◆ **Task**: How many lines of the data below contain the string "building", matching case exactly? Reply with the number alone.

◇ ◇ ◇ ◇

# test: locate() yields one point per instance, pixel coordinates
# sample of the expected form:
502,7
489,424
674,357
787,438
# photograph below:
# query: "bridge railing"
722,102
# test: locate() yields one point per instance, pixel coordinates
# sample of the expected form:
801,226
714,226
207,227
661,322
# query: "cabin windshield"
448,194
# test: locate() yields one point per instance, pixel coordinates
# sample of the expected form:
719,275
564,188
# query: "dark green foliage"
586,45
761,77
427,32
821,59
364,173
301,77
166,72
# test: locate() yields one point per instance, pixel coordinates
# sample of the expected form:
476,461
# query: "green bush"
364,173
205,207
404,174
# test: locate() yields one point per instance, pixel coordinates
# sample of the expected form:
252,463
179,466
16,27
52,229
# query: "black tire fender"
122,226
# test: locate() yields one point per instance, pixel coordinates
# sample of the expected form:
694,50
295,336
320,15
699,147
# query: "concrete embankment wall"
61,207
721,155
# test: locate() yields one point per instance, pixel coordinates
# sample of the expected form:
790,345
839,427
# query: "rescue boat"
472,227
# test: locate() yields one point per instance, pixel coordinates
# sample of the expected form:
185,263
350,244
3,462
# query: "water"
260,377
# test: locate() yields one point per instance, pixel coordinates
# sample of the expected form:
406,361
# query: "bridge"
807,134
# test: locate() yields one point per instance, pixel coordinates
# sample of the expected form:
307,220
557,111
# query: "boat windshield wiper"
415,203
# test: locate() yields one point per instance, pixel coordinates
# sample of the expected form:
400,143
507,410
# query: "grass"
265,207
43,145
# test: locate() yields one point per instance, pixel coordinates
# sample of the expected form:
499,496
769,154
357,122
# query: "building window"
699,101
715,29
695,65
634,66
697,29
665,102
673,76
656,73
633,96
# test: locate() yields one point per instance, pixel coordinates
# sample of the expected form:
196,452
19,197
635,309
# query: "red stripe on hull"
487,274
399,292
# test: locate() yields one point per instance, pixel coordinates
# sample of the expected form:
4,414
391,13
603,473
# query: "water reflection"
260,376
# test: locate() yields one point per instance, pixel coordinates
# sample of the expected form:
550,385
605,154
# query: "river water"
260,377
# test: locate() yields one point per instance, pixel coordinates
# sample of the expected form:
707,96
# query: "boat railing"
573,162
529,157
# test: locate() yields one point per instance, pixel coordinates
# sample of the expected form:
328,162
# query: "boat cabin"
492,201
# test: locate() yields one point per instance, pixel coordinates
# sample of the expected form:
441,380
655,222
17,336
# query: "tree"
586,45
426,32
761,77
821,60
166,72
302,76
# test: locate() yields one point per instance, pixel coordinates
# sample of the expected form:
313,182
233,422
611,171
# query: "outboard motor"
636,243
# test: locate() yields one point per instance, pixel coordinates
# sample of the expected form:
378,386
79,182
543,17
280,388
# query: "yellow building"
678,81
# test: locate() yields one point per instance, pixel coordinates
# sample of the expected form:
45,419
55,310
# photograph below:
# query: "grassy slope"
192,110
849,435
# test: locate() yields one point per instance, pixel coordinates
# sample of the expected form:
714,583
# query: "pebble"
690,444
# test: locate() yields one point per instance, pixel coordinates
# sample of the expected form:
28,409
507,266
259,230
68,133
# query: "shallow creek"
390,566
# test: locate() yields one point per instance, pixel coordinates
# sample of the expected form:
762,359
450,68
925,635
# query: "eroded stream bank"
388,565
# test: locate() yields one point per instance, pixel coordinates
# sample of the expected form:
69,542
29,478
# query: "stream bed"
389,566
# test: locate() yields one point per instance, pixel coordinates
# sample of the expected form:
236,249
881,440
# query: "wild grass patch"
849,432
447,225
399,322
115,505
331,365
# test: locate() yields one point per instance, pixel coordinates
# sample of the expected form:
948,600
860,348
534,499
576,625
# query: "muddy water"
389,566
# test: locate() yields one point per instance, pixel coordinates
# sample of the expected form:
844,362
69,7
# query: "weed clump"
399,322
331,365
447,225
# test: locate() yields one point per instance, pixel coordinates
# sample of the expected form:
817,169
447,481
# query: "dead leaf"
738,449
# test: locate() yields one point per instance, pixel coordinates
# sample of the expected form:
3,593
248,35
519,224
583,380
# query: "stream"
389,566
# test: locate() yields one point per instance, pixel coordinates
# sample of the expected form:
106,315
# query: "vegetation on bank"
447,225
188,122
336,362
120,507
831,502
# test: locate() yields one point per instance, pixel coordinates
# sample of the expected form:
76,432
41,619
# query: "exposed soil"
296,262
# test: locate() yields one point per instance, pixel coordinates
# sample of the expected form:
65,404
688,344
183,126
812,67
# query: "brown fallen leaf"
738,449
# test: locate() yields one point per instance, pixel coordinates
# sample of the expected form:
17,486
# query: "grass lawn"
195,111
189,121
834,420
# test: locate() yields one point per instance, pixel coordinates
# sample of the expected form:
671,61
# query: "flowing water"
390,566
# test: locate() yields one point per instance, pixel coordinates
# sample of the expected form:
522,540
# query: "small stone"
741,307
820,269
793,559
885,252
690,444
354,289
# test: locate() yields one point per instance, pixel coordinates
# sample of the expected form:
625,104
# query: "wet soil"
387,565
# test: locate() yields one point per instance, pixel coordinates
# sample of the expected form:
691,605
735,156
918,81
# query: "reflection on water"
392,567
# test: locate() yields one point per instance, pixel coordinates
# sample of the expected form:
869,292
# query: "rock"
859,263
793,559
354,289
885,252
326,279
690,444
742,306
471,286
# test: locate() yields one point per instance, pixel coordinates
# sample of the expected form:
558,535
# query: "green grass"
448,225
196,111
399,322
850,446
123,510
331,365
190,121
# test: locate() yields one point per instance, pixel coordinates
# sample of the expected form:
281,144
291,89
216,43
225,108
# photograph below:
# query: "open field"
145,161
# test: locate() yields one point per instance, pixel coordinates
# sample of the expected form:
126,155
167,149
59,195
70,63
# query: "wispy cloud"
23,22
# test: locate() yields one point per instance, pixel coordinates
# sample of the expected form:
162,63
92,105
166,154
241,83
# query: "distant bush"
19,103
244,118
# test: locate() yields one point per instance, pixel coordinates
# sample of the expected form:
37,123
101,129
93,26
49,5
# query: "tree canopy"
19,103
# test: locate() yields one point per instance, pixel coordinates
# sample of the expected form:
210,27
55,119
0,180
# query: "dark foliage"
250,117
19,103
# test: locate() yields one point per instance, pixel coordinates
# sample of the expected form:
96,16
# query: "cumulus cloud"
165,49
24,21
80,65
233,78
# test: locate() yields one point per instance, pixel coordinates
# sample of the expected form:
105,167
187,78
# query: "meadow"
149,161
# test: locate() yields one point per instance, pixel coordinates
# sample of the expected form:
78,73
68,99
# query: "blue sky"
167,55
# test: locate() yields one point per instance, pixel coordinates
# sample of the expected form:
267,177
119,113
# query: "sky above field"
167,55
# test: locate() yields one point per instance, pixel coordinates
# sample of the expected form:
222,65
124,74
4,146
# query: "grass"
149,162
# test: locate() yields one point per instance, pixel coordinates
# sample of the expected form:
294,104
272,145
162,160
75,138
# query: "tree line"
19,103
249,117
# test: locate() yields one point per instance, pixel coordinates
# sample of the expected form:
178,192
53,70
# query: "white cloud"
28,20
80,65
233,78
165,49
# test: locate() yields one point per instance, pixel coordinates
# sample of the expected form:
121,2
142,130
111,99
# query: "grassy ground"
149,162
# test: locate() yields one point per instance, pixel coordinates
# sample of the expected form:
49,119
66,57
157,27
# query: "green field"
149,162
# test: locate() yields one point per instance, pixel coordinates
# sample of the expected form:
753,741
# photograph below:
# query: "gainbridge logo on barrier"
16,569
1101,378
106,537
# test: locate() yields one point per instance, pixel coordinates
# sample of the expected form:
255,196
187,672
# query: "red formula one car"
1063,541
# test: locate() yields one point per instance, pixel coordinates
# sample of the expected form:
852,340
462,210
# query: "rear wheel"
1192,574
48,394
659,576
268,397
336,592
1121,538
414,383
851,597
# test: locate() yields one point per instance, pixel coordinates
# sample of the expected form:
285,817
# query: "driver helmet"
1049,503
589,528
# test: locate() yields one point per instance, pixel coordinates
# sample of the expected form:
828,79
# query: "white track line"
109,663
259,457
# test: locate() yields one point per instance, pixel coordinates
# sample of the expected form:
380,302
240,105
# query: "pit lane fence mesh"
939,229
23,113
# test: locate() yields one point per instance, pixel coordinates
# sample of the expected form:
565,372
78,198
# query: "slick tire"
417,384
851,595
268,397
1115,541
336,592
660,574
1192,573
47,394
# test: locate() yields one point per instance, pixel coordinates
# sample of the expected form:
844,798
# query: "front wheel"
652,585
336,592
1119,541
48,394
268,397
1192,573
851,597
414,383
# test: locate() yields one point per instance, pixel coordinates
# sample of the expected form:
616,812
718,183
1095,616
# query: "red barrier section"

◇ ◇ ◇ ◇

◆ **Answer**: 2